--- Set exercise ---
Please quote everything from the line containing "plant growing in" down to the end of the rows below, word for word.

(A run of rows)

════════════════════

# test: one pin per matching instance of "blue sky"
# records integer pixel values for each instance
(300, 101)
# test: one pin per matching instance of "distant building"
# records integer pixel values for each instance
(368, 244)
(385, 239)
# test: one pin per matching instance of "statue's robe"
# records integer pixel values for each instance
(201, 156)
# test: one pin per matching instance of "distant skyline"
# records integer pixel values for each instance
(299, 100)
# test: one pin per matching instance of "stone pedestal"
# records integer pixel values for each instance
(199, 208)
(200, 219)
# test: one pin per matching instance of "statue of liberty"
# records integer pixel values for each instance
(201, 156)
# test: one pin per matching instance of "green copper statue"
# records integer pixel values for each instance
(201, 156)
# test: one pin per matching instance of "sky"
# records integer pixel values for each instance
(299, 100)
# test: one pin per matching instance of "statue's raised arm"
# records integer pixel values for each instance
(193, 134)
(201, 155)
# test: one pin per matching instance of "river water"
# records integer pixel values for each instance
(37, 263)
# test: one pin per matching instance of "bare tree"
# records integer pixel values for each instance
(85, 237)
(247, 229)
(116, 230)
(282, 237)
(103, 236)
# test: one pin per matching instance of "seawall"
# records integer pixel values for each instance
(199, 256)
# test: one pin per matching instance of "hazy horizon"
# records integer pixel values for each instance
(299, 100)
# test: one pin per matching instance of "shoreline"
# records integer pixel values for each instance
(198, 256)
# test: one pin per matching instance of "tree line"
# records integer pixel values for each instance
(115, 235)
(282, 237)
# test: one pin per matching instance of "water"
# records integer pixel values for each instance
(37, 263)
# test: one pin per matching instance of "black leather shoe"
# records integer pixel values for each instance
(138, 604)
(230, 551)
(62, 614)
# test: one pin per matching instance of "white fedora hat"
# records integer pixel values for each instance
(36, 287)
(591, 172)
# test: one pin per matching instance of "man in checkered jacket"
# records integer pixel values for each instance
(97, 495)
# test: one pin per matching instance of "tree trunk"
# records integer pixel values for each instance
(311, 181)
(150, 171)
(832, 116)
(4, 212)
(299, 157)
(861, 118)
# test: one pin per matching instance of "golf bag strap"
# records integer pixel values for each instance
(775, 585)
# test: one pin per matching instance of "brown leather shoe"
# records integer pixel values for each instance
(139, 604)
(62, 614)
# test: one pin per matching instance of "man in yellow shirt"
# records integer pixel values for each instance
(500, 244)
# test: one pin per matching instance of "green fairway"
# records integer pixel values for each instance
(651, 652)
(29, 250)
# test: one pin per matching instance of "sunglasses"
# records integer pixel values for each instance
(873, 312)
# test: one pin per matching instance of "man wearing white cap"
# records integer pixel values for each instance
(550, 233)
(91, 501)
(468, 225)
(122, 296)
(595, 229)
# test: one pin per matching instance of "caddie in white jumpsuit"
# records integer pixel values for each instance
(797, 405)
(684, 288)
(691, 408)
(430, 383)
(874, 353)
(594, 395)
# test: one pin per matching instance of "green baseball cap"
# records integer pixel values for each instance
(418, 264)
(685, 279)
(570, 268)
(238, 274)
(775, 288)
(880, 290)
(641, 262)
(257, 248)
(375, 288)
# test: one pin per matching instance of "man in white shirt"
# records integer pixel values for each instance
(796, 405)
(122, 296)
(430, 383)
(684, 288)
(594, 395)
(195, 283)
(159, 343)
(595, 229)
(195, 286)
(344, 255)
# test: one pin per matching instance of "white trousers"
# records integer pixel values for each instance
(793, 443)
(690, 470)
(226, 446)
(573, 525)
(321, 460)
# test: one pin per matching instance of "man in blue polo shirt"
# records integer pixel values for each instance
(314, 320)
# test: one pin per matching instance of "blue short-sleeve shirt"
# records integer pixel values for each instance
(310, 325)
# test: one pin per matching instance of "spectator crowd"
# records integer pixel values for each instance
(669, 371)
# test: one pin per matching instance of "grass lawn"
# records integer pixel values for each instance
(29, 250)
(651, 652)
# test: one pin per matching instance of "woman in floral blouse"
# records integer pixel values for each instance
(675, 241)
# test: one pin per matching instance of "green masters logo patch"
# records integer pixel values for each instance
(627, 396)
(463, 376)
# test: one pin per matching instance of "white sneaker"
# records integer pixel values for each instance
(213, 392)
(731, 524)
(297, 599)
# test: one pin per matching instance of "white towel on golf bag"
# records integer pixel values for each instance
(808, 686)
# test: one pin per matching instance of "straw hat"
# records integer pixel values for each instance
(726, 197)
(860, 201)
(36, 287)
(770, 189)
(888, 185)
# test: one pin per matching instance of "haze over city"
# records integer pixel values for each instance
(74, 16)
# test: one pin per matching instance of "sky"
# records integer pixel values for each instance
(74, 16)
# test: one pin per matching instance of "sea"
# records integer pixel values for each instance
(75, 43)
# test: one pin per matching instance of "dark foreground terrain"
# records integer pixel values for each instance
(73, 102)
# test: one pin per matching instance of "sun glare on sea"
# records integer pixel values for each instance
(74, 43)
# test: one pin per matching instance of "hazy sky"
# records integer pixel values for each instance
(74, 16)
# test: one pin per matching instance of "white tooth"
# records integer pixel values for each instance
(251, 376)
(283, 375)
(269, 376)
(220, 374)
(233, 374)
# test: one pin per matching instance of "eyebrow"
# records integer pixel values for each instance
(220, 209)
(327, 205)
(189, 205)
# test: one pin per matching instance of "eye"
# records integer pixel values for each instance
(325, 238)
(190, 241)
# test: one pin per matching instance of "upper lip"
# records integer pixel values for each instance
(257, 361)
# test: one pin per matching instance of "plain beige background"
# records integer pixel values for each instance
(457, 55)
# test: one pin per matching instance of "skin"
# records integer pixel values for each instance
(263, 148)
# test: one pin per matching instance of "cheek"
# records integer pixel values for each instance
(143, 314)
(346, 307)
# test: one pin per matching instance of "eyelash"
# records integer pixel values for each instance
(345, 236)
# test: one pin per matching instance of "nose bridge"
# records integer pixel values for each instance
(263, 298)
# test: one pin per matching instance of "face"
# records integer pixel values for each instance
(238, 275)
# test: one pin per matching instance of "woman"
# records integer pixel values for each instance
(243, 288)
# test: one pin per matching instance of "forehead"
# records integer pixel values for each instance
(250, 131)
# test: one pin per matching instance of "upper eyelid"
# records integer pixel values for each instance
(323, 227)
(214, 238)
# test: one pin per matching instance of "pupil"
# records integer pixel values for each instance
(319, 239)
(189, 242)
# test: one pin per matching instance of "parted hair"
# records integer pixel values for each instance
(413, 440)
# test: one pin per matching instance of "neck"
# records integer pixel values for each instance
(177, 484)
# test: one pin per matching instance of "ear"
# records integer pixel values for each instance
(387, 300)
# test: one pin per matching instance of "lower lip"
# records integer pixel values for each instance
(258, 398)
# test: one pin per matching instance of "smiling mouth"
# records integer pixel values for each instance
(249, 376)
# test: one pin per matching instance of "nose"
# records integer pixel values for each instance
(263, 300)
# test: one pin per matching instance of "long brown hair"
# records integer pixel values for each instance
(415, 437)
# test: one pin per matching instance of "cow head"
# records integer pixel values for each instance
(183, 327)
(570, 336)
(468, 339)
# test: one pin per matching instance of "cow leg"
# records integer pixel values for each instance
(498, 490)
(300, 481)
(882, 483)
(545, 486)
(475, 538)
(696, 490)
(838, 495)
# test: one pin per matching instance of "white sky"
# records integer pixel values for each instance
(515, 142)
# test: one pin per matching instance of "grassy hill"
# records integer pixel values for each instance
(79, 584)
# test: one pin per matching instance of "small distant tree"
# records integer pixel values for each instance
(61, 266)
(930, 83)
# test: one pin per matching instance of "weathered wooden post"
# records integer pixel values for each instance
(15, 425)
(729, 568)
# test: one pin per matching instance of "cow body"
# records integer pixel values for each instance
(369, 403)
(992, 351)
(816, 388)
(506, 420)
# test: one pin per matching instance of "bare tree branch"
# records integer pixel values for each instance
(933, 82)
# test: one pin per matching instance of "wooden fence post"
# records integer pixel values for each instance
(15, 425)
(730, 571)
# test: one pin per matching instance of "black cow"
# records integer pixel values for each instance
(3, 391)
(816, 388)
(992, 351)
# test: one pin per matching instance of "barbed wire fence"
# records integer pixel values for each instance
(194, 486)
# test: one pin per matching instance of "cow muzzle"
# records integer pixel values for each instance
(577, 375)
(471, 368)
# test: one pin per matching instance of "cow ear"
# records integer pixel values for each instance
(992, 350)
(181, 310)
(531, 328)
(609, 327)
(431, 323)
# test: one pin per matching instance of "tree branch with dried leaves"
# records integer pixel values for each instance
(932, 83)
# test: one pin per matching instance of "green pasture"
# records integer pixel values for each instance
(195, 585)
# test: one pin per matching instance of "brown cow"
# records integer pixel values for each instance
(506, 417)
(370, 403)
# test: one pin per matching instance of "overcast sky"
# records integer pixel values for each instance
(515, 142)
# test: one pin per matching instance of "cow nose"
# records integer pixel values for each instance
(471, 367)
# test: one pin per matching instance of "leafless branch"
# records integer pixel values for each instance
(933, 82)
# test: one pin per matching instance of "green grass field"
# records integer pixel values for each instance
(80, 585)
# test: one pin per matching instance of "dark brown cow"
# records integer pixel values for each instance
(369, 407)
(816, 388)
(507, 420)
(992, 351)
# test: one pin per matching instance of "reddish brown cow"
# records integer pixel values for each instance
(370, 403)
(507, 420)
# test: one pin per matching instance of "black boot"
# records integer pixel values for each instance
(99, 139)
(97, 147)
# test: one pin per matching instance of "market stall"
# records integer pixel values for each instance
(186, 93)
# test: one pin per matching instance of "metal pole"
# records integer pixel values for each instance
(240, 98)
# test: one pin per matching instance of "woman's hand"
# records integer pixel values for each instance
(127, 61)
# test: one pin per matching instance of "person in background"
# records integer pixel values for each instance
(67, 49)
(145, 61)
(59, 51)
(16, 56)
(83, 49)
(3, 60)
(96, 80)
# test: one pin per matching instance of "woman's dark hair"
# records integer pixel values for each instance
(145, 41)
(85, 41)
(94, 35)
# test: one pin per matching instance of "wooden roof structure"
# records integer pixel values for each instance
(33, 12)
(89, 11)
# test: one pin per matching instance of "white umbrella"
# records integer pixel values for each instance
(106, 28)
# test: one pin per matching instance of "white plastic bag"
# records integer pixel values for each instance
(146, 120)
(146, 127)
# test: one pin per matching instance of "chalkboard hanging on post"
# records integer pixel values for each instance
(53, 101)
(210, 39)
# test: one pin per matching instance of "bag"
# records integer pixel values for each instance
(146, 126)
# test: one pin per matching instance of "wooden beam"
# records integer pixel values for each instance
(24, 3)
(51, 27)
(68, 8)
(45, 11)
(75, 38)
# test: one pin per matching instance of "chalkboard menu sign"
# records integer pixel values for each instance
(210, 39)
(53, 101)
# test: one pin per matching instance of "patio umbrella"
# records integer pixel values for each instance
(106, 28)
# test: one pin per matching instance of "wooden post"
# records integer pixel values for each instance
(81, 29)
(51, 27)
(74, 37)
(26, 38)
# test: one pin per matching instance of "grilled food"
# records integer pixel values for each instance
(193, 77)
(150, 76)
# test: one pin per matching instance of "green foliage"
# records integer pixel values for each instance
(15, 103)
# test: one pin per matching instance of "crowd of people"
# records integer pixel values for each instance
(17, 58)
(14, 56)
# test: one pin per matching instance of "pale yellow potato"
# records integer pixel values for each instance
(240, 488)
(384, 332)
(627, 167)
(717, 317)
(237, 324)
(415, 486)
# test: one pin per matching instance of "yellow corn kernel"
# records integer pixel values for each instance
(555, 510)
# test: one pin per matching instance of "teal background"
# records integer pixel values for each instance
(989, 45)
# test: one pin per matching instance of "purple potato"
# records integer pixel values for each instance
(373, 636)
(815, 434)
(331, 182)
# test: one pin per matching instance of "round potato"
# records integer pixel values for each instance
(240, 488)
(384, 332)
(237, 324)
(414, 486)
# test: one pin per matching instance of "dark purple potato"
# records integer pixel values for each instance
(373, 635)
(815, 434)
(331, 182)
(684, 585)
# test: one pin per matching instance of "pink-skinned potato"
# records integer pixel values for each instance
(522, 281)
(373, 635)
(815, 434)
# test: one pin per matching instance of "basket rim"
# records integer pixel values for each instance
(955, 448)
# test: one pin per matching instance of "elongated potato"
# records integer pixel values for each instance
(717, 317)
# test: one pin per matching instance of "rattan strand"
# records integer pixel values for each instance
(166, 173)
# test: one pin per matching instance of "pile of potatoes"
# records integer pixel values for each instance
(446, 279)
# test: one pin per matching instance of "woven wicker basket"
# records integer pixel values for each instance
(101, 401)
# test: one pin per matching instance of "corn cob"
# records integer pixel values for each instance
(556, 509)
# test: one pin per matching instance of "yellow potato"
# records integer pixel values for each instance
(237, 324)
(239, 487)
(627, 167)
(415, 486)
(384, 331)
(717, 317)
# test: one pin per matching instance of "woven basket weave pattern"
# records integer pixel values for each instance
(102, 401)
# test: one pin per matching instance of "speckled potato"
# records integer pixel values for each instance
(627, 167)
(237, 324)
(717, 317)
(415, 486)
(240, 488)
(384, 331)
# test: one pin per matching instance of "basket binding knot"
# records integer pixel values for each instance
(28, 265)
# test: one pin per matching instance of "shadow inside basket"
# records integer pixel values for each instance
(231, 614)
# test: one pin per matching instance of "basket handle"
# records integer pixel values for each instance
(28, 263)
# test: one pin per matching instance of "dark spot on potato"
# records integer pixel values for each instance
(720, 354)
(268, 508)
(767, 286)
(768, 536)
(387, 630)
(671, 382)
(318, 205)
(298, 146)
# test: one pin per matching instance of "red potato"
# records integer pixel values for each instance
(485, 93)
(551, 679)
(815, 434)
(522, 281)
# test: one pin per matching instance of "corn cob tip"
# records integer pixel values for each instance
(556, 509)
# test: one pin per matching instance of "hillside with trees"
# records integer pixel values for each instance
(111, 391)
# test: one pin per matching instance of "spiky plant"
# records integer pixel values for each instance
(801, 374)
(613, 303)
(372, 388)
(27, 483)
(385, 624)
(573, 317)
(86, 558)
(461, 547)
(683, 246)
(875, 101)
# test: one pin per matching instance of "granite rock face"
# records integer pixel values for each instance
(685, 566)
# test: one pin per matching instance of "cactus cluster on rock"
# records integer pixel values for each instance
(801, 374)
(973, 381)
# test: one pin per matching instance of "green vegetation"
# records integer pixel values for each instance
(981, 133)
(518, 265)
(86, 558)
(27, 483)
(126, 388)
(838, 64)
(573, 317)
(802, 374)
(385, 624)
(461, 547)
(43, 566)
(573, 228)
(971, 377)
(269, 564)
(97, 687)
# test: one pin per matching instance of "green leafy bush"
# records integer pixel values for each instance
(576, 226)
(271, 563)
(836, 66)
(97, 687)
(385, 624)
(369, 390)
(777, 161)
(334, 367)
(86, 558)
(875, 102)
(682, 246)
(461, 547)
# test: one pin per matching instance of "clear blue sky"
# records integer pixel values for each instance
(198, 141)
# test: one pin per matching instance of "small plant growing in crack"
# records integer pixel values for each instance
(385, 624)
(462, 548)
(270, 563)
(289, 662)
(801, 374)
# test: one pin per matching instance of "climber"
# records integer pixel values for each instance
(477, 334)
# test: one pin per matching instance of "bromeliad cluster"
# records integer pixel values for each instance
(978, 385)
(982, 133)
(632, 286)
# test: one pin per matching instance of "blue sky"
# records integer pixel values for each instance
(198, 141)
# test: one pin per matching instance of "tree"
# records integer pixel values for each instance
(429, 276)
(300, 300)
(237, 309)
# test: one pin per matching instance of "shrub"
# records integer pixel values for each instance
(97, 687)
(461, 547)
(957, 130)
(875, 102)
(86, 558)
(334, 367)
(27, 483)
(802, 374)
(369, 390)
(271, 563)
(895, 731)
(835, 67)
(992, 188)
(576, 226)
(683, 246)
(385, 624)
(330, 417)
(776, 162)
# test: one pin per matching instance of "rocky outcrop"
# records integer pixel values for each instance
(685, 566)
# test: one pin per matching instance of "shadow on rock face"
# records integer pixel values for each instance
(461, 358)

════════════════════

--- Expected answer ---
# test: one pin per matching instance of "small plant growing in crack"
# records integer pixel values for each instance
(385, 624)
(462, 548)
(270, 563)
(289, 662)
(801, 374)
# test: one pin per matching instance of "climber"
# records integer pixel values for each instance
(477, 334)
# test: one pin per matching instance of "bromeliad cluster"
# records integer pixel values for each instance
(978, 385)
(982, 133)
(632, 286)
# test: one pin per matching instance of "blue sky"
# records integer pixel values for each instance
(198, 141)
# test: one pin per matching instance of "tree"
# records integer pixel values for each instance
(429, 276)
(300, 300)
(237, 309)
# test: one pin per matching instance of "shrub"
# records integer pixel values for each instance
(97, 687)
(461, 547)
(957, 130)
(875, 102)
(86, 558)
(334, 367)
(27, 483)
(802, 374)
(369, 390)
(271, 563)
(895, 731)
(835, 67)
(992, 188)
(576, 226)
(683, 246)
(385, 624)
(330, 417)
(776, 162)
# test: one pin per matching instance of "rocky outcrop"
# records integer pixel values for each instance
(685, 566)
# test: one pin per matching instance of "shadow on rock face"
# records integer pixel values for each instance
(461, 358)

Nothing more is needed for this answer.